# PTO Group Build Judging.



## Airframes (Aug 24, 2009)

I thought I'd post this here for everyone, including the other judges, just to keep you up to date.
As some of you might know, I'm away on holiday from Wednesday, until September 3rd. 
Consequently, I'll be a bit late getting around to judng the latest completed entries in the PTO GB.
Of course, the holiday was scheduled before the GB was extended, so I'm afraid there's not a lot I can do.
Other judges, if you e-mail me your scores, I'll sort it all out when I get back.
Thanks for your understanding, cooperation and patience.
Terry.


----------



## Wurger (Aug 24, 2009)

No problem Terry. I think we can wait for you...


----------



## rochie (Aug 24, 2009)

Hmmmmm i wonder if i supply judge Airframes with enough quality Czech beer i could make sure i win the PTO build


----------



## B-17engineer (Aug 24, 2009)

Wait for Terry we shall!!!! Have a nice trip!


----------



## Lucky13 (Aug 25, 2009)

Bring some Czech beer back!


----------



## lesofprimus (Aug 25, 2009)

**Dataset content**
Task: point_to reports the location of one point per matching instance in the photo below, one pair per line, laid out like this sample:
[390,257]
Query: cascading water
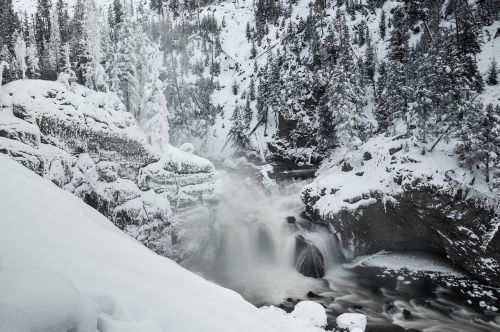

**Your tasks**
(1) In the PTO group build judging thread, until what date is Airframes away on holiday?
(2) Please resume the PTO group build judging thread from where it stops.

**Answers to the exercise**
(1) September 3rd.

(2)
Im still waiting to get a Judging form......


----------



## imalko (Aug 25, 2009)

Have a nice trip Terry. Hope you and Rochie will enjoy yourself on this little "vacation". Say hello to Roman for us and bring some nice photos from Duxford and Czech Republic.


----------



## Airframes (Aug 25, 2009)

Thanks Igor, photos will definitely be provided!
Ah S**t, sorry Dan, I'll get a blank form thingy e-mailed now mate, I knew I'd forgotten something! Must be old age creeping up!


----------



## Marcel (Aug 27, 2009)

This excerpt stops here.